Excerpted passage:
<<<<
It is something that is not noticed
> >>>>>>>>>>> by the guest and we have a fallback
anyhow.
> >>>>>>>>
> >>>>>>>> It is noticeable for the guest, and the fallback is
not effective with
> >>>>>>>> vhost.
> >>>>>>>
> >>>>>>> It's a bug then. Qemu can fallback to tuntap if it
sees issues in vhost.
> >>>>>>
> >>>>>> We can certainly fallback to in-QEMU RSS by disabling vhost,
but I would
> >>>>>> not say lack of such fallback is a bug.
> >>>>>
> >>>>> Such fallback is by design since the introduction of vhost.
> >>>>>
> >>>>>> We don't provide in-QEMU
> >>>>>> fallback for other offloads.
> >>>>>
> >>>>> Yes but what I want to say is that eBPF RSS is different from
those
> >>>>> segmentation offloads. And technically, Qemu can do fallback
for
> >>>>> offloads (as RSC did).
> >>>>
> >>>> Well, I couldn't find any code disabling vhost for the in-QEMU
RSC
> >>>> implementation.
> >>>
> >>> It should be a bug (and I remember we disabled vhost when the patches
> >>> were merged). Have you tested it in a guest to see if it can see RSC
> >>> when vhost is enabled?
> >>>
> >>> I suspect we need to add the RSC bit into current kernel_feature_bits:
> >>>
> >>> /* Features supported by host kernel. */
> >>> static const int kernel_feature_bits[] = {
> >>> VIRTIO_F_NOTIFY_ON_EMPTY,
> >>> VIRTIO_RING_F_INDIRECT_DESC,
> >>> VIRTIO_RING_F_EVENT_IDX,
> >>> VIRTIO_NET_F_MRG_RXBUF,
> >>> VIRTIO_F_VERSION_1,
> >>> VIRTIO_NET_F_MTU,
> >>> VIRTIO_F_IOMMU_PLATFORM,
> >>> VIRTIO_F_RING_PACKED,
> >>> VIRTIO_F_RING_RESET,
> >>> VIRTIO_NET_F_HASH_REPORT,
> >>> VHOST_INVALID_FEATURE_BIT
> >>> };
> >>>
> >>> As RSC won't be provided by TUN/TAP anyhow.
>>>>
The tasks:
1. Answer these questions about the vhost fallback email thread:
(a) What does one writer say can be fallen back to by disabling vhost?
(b) Which offload is named as one that QEMU did fall back for?
(c) According to the last line, what won't provide RSC?
2. In the vhost fallback email thread, change "guest" to "virtual machine" and write out everything from "It is something" down to "fallback is a bug." with that change.
3. Write the next reply in the vhost fallback email thread, picking up after its final line.
The listing that comes next is separate material and has no connection to the thread.

Record excerpts:
<<<<
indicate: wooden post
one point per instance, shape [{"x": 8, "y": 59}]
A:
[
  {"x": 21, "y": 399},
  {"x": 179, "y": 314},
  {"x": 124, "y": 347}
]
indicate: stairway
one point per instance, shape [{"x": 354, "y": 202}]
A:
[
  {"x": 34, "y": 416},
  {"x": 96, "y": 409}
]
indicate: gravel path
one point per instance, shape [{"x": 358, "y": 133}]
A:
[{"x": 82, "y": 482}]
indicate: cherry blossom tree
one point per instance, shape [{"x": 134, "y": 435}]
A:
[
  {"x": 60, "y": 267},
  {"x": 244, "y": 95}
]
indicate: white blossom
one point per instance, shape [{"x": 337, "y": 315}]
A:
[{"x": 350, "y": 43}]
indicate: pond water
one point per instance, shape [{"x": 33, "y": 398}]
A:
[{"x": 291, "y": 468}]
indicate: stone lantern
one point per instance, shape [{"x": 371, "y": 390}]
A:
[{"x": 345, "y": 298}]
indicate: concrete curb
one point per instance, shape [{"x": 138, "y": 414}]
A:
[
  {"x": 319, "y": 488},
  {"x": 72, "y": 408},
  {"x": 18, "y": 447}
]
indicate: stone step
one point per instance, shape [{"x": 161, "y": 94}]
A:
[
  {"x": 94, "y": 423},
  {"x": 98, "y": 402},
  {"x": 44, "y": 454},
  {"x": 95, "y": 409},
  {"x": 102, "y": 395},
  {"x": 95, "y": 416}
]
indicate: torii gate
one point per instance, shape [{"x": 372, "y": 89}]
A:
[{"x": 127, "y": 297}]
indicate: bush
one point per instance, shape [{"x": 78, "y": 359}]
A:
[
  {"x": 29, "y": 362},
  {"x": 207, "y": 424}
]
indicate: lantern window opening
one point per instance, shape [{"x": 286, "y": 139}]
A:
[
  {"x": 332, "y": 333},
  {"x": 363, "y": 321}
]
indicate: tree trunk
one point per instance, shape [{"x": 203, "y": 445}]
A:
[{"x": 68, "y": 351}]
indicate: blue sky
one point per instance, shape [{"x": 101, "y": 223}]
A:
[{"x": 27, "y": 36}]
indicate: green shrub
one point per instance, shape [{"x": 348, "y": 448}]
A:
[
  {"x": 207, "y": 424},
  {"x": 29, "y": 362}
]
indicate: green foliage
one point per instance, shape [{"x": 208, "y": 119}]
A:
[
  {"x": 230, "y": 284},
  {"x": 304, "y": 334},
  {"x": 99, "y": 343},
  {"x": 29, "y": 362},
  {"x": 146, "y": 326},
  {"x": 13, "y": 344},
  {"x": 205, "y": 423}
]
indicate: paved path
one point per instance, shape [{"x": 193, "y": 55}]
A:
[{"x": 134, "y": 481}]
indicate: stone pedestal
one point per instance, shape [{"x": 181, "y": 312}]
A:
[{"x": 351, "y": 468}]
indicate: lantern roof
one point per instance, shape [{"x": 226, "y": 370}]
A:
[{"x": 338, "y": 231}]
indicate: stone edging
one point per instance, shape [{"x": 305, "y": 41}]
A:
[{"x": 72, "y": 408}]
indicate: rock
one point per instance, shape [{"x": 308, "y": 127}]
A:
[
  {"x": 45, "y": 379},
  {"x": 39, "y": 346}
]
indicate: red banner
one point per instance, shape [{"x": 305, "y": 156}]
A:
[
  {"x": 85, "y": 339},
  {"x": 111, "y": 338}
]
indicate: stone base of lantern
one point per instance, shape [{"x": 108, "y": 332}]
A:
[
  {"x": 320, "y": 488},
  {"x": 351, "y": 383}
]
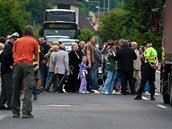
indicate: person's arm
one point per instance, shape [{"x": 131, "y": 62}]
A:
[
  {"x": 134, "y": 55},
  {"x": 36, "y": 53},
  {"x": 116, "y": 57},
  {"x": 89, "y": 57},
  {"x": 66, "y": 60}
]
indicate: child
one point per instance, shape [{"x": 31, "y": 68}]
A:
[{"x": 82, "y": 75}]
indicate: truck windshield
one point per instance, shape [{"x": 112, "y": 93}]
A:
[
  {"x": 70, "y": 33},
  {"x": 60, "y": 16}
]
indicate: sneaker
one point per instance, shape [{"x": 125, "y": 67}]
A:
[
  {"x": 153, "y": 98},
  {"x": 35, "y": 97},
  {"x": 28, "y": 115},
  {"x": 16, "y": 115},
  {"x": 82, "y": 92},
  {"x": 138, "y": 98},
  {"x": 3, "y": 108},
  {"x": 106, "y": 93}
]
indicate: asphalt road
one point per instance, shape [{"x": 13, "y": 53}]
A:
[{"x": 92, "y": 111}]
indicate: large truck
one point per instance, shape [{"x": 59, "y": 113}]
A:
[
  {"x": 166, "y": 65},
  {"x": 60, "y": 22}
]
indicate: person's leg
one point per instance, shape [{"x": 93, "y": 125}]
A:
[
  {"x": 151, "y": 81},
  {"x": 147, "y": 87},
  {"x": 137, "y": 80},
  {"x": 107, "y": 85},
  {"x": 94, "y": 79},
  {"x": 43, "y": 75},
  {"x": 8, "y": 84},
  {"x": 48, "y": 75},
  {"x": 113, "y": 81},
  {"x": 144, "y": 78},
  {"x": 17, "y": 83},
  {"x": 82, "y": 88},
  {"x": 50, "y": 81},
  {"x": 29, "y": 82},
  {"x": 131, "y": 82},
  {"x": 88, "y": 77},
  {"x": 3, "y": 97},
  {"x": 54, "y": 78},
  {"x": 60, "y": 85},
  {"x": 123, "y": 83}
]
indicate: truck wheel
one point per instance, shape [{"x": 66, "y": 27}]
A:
>>>>
<<<<
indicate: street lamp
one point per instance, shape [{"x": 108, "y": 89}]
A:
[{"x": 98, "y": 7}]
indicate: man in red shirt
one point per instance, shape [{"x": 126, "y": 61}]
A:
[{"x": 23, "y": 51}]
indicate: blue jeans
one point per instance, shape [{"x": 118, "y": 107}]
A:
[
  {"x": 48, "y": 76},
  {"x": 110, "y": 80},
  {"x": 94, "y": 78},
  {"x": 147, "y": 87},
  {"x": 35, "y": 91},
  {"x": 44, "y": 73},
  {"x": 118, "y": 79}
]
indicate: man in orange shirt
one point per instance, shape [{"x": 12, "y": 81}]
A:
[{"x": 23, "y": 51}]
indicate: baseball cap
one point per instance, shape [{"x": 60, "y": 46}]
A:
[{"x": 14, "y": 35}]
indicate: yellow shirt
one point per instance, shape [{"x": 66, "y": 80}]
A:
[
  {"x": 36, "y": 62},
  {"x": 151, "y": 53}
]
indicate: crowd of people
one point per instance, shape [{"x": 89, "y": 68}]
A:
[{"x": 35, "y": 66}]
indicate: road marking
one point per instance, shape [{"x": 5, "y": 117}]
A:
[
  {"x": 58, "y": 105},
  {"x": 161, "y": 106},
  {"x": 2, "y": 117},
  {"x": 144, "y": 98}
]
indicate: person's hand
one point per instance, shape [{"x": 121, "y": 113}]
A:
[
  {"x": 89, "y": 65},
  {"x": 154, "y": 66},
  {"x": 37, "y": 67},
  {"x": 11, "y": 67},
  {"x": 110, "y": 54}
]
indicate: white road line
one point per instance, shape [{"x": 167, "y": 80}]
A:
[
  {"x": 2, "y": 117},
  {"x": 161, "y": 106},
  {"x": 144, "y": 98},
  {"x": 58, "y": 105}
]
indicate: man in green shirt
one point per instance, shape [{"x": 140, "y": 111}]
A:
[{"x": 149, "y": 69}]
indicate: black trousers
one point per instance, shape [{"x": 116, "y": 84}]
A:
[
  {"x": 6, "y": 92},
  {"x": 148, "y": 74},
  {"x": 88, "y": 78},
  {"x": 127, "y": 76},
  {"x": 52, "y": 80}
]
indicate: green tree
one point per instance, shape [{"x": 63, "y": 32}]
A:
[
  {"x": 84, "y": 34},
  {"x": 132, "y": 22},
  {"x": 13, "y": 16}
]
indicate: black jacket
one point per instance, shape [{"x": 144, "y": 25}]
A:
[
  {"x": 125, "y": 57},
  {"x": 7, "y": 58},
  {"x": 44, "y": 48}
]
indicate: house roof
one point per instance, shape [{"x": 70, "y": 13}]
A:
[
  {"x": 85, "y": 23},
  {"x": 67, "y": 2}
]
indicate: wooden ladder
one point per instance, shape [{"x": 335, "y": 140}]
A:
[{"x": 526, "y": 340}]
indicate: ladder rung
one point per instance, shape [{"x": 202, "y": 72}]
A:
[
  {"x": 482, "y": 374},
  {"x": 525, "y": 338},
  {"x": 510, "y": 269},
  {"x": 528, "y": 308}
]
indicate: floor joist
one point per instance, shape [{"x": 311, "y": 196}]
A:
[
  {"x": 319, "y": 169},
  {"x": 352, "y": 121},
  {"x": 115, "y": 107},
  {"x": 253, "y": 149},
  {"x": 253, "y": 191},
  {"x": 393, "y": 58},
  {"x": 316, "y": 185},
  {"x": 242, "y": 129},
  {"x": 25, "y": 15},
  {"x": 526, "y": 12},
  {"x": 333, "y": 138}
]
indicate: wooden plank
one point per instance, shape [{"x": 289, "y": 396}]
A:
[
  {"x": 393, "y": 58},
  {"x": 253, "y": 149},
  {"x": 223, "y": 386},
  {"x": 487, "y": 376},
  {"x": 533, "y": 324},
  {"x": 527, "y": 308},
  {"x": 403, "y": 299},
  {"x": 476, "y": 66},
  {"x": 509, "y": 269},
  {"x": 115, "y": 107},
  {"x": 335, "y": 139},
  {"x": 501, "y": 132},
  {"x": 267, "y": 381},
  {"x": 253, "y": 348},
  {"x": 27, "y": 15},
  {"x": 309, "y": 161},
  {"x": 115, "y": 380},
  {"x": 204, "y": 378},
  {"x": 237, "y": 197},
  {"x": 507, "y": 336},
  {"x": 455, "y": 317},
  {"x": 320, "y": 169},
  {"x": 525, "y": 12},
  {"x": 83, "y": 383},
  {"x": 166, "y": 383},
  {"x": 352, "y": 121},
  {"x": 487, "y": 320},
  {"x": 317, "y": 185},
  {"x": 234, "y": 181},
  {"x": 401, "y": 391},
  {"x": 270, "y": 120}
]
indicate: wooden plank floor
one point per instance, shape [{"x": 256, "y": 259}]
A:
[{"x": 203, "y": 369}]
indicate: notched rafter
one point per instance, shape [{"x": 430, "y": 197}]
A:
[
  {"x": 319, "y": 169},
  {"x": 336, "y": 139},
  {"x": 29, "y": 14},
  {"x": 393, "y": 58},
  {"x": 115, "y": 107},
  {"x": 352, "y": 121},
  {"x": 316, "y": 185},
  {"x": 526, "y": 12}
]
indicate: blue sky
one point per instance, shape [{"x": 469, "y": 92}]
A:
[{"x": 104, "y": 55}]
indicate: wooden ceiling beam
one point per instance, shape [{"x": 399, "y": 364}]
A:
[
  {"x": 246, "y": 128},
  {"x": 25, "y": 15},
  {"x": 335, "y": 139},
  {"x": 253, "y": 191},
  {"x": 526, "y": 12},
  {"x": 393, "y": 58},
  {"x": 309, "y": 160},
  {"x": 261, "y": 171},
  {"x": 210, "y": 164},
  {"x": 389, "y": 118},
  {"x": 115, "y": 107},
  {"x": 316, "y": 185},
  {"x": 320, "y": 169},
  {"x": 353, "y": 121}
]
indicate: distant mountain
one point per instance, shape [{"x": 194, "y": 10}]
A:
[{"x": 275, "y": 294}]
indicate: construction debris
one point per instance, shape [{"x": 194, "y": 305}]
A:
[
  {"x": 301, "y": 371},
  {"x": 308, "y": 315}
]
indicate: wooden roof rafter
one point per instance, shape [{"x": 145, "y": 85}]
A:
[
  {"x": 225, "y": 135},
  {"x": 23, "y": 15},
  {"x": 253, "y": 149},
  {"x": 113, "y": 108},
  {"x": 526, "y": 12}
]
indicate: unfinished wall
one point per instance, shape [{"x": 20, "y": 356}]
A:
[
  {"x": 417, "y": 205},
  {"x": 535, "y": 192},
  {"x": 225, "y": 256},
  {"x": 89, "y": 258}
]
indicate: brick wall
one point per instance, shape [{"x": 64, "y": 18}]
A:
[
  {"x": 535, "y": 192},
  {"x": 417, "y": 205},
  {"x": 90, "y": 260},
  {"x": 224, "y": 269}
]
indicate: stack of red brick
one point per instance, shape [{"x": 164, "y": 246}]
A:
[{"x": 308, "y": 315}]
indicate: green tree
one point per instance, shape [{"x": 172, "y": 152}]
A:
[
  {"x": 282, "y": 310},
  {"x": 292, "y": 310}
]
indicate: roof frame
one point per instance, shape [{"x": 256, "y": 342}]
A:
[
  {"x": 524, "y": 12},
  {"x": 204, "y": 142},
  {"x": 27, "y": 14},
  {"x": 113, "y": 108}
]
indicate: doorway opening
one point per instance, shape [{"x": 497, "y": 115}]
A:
>>>>
Answers to the exercise:
1.
(a) In-QEMU RSS.
(b) RSC.
(c) TUN/TAP.

2.
It is something that is not noticed
> >>>>>>>>>>> by the virtual machine and we have a fallback
anyhow.
> >>>>>>>>
> >>>>>>>> It is noticeable for the virtual machine, and the fallback is
not effective with
> >>>>>>>> vhost.
> >>>>>>>
> >>>>>>> It's a bug then. Qemu can fallback to tuntap if it
sees issues in vhost.
> >>>>>>
> >>>>>> We can certainly fallback to in-QEMU RSS by disabling vhost,
but I would
> >>>>>> not say lack of such fallback is a bug.

3.
> >>
> >> Adding the RSC bit does not let QEMU disable vhost for RSC, but instead
> >> it implicitly disables RSC in my understanding.
> >
> > Yes.
> >
> >> It is still better than
> >> advertising the availability of that feature while it is missing.
> >
> > Down the road, we probably need to change the behaviour of disabling vhost-net.
> >
> >>
> >>>
> >>>>
> >>>> Looking at the code, I also found the case of vhost-vdpa. vhost can
be
> >>>> simply disabled if it is backed by tuntap, but it is not the case
for vDPA.
> >>>
> >>> True, technically, vDPA can fallback to SVQ, but it's another
topic.
> >>
> >> My point of this discussion is that we cannot enable features just
> >> because they are sufficiently old or because the user claims QEMU runs
> >> on Linux sufficiently new. eBPF requires privilege, and vDPA requires
> >> hardware feature. A fallback is not a silver bullet either, and there
> >> are situations that providing a fallback is not a trivial task.
> >
> > To make sure we are on the same page. I just want to point out that
> > eBPF RSS is not a good example in this context.
> >
> > It works only for tuntap, so we should stick to the behaviour of
> > trying to fallback to userspace if we can as we've already had a
> > userspace fallback. This is the fundamental difference with other
> > features (like segmentation offload) or backend (vDPA) that doesn't
> > have an existing fallback.
>
> Some (probably not all) offloads are implemented in hw/net/net_tx_pkt.c.
> They are not wired up to behave as a fallback when tuntap's vhost is
> enabled as the in-QEMU RSS is not. In either case, we need to pay some
> effort to wiring things.
>
> I'm not sure it is worthwhile. I think there is a high chance that
> selectively disabling vhost and keeping RSS enabled with fallback will
> result in worse performance than keeping vhost enabled and disabling
> RSS. Such a fallback can still function as an emergency escape hatch,
> but it is also incomplete as we don't have fallbacks for other features.
> I would rather make any features missing in the vhost backend fail to
> keep things consistent.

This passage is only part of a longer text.